▶ Exercise prompt: Please show every line of the material below that contains the string "blue", copying each such line in full. Case counts when matching.

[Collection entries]
----

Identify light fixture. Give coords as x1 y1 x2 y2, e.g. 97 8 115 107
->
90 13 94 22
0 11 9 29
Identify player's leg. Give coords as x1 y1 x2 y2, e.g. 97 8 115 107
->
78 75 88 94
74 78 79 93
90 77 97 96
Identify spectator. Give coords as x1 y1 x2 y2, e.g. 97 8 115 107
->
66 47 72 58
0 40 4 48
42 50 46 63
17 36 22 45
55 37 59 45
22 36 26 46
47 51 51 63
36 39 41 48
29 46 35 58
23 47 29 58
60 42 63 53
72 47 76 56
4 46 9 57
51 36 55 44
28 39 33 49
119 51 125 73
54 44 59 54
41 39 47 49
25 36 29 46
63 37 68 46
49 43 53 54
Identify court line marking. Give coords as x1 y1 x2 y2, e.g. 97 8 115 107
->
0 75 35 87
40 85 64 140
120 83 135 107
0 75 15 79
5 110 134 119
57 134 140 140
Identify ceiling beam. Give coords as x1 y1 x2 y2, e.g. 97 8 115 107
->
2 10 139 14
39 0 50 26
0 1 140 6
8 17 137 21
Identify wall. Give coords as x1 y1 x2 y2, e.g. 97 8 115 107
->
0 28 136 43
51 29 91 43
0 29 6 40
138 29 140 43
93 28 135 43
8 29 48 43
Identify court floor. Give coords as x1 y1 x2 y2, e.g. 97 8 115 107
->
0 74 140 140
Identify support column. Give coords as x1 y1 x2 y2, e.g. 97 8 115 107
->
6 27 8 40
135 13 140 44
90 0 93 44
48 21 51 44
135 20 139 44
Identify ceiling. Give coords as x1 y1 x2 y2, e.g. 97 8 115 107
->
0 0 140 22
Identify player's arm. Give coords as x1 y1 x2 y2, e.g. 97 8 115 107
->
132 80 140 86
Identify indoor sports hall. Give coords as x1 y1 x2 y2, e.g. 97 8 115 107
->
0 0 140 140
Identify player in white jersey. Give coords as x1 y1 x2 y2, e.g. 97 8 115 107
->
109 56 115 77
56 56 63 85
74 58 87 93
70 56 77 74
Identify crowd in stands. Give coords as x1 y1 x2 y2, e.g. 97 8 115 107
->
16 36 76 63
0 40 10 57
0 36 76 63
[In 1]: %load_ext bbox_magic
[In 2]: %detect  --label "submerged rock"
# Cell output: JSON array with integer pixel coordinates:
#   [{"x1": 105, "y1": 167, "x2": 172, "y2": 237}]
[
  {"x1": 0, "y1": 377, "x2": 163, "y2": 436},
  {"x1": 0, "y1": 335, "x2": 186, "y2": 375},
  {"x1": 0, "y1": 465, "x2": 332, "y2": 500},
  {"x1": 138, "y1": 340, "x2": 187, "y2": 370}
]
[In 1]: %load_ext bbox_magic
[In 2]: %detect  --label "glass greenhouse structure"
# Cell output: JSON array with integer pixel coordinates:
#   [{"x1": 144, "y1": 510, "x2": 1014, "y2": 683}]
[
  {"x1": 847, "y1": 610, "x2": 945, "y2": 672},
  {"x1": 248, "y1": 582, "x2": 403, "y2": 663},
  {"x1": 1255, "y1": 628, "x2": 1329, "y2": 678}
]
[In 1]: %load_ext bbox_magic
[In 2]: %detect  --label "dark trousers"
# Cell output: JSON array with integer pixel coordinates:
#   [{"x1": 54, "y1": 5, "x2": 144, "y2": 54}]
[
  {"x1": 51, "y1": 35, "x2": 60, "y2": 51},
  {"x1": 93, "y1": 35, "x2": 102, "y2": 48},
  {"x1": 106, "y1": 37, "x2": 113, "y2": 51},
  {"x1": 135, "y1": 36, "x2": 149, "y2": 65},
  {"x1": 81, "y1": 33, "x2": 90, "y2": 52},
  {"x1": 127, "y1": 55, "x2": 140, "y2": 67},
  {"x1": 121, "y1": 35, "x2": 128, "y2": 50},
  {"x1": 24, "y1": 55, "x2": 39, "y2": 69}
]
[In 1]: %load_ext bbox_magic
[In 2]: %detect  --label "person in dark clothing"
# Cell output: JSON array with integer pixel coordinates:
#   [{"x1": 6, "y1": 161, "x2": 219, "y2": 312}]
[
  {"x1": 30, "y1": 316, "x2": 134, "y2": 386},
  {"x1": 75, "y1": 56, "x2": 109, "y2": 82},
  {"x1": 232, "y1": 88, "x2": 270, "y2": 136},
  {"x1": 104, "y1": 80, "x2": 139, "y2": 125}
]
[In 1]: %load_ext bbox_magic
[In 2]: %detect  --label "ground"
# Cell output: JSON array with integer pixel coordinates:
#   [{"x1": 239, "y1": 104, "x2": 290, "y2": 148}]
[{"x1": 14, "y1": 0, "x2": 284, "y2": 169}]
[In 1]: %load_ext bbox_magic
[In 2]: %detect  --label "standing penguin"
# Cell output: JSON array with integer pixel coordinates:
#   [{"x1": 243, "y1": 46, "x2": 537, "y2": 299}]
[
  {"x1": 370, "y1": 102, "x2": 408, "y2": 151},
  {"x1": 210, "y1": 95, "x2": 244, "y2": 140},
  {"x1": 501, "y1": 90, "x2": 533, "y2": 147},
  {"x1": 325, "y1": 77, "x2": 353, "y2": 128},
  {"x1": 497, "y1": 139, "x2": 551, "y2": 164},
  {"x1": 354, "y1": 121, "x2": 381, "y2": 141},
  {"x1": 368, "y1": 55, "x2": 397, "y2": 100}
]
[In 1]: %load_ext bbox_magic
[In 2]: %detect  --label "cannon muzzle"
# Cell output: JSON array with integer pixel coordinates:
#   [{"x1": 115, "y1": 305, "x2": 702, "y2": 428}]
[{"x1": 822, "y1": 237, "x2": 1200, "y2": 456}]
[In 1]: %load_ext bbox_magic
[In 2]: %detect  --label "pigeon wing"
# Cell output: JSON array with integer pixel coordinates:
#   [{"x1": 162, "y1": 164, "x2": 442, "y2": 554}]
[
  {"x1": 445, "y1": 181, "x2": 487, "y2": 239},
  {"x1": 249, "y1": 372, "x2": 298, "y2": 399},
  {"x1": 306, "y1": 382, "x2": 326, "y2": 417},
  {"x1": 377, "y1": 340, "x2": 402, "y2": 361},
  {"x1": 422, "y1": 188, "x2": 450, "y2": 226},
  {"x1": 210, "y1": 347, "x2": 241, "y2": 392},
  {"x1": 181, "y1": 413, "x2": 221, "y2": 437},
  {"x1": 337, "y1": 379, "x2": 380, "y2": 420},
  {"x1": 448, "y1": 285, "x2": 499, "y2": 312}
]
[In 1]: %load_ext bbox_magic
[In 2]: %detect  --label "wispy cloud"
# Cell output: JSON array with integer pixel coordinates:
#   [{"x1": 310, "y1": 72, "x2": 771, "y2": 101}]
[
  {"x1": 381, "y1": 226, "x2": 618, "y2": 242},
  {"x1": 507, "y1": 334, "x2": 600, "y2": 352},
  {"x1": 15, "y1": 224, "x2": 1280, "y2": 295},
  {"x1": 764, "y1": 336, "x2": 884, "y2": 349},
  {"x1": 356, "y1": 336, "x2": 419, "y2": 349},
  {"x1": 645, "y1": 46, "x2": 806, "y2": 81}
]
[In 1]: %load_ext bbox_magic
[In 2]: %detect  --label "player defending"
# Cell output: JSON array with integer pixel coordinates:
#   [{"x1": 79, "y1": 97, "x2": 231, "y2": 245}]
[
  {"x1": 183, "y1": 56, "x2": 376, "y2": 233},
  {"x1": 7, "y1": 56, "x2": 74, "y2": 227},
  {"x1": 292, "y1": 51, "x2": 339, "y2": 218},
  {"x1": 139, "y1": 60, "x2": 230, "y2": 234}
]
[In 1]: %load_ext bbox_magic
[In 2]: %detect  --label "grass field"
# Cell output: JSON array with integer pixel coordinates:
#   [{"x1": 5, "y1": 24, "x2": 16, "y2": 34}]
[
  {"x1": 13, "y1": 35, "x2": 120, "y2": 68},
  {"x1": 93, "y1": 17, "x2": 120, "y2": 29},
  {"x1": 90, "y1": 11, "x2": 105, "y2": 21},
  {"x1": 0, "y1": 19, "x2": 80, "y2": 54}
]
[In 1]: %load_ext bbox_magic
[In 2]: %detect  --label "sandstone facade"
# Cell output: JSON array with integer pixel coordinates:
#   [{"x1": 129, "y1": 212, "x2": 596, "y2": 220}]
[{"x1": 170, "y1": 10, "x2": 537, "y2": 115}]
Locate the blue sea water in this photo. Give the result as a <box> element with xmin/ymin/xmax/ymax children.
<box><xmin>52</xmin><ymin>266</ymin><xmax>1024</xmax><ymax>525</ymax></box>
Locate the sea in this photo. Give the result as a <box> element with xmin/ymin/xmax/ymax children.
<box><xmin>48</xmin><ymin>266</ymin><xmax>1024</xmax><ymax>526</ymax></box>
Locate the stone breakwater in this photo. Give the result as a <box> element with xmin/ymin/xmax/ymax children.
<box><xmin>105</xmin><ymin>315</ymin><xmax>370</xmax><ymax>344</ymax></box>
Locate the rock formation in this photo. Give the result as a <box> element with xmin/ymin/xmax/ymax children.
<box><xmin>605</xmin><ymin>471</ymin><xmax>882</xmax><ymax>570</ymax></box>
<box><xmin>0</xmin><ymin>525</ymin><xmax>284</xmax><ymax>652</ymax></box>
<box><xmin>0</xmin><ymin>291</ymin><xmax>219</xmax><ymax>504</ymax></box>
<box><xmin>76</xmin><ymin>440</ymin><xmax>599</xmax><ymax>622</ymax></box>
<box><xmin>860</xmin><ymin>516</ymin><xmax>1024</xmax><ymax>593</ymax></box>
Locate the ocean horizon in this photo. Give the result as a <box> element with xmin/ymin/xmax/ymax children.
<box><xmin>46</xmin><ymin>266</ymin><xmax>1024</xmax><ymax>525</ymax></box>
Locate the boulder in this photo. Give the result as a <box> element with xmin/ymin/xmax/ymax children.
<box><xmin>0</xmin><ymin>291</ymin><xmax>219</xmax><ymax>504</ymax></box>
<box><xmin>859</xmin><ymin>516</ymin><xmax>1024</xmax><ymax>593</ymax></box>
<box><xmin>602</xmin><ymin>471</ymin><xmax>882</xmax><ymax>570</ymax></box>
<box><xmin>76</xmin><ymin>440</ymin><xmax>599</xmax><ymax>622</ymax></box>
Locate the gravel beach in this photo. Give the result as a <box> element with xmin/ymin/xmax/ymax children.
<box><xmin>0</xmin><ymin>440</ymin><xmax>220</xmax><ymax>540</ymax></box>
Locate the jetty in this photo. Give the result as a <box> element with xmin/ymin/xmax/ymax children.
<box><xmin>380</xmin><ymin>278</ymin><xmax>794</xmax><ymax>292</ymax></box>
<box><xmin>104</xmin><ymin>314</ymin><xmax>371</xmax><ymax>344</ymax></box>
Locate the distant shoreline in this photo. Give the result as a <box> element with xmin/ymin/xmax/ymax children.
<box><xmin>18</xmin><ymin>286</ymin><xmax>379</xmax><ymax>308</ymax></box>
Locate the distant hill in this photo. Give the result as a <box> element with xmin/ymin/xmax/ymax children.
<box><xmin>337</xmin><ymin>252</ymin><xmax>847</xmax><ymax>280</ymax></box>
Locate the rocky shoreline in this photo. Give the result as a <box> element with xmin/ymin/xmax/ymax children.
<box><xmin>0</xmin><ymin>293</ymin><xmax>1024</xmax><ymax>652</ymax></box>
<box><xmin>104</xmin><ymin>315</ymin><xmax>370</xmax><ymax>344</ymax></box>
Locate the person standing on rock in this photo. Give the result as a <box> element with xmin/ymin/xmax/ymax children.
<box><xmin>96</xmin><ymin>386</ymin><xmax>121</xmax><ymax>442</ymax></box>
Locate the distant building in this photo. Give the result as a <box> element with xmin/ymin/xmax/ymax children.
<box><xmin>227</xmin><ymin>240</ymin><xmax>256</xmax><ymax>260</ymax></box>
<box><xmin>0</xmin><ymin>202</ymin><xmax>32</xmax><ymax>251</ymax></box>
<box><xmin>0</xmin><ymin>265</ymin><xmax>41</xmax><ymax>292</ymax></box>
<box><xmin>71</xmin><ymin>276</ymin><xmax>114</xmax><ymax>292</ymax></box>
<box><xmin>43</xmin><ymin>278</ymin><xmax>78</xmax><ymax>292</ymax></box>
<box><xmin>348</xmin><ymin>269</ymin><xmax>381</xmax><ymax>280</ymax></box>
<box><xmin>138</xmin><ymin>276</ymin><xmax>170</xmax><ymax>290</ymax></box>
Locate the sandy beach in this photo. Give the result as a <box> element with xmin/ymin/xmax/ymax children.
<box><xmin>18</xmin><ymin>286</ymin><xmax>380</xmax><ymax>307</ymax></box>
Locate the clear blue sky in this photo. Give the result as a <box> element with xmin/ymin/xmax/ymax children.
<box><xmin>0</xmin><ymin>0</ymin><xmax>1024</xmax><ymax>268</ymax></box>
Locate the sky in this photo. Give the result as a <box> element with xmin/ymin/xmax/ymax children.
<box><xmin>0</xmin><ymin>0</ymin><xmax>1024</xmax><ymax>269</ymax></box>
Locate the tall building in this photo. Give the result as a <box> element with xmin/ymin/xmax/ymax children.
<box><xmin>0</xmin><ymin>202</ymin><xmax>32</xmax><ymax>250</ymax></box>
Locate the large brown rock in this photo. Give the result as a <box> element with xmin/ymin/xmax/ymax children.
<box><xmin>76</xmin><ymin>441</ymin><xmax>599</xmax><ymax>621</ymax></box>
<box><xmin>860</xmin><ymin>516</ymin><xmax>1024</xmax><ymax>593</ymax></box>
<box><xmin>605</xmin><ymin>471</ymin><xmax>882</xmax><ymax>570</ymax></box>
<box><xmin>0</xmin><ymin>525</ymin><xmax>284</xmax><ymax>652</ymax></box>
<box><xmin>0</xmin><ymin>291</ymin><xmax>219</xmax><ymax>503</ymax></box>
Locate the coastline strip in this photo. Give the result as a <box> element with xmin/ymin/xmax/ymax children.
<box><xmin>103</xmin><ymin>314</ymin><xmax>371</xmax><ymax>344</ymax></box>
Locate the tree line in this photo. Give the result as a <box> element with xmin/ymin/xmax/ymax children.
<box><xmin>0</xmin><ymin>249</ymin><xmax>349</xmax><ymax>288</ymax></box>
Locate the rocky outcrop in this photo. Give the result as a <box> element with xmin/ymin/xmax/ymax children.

----

▶ Solution for this problem:
Locate the blue sea water in this photo. Give the result as a <box> element with xmin/ymin/xmax/ymax children.
Locate the clear blue sky in this photo. Give the result as a <box> element with xmin/ymin/xmax/ymax children.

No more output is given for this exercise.